EXERCICE COURT:
Extrayez des enregistrements ci-dessous toutes les lignes qui contiennent le mot « Query », en tenant compte de la casse.

ENREGISTREMENTS:
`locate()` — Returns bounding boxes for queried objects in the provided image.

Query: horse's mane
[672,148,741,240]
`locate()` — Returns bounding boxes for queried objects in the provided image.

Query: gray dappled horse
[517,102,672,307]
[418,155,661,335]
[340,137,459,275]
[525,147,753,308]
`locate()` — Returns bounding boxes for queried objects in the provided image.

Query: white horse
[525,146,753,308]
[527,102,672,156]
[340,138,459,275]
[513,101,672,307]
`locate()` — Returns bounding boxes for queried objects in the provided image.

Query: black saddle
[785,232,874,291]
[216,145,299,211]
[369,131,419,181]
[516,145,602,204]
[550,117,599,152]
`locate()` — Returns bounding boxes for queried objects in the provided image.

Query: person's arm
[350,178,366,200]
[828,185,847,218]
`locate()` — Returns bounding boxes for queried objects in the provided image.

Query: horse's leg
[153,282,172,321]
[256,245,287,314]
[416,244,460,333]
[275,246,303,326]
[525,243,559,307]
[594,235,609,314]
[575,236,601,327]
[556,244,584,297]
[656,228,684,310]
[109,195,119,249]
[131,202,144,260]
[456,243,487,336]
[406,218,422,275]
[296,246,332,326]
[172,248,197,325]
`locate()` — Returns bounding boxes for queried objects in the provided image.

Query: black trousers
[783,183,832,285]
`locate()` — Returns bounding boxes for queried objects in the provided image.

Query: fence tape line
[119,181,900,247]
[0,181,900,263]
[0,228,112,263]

--

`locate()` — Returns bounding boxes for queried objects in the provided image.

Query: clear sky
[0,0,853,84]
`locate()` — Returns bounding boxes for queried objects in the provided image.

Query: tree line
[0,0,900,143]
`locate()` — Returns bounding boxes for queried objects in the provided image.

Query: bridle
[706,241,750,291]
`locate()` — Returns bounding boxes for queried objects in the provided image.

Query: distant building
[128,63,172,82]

RÉPONSE COMPLÈTE:
Query: horse's mane
Query: gray dappled horse
Query: white horse
Query: black saddle
Query: person's arm
Query: horse's leg
Query: black trousers
Query: fence tape line
Query: clear sky
Query: tree line
Query: bridle
Query: distant building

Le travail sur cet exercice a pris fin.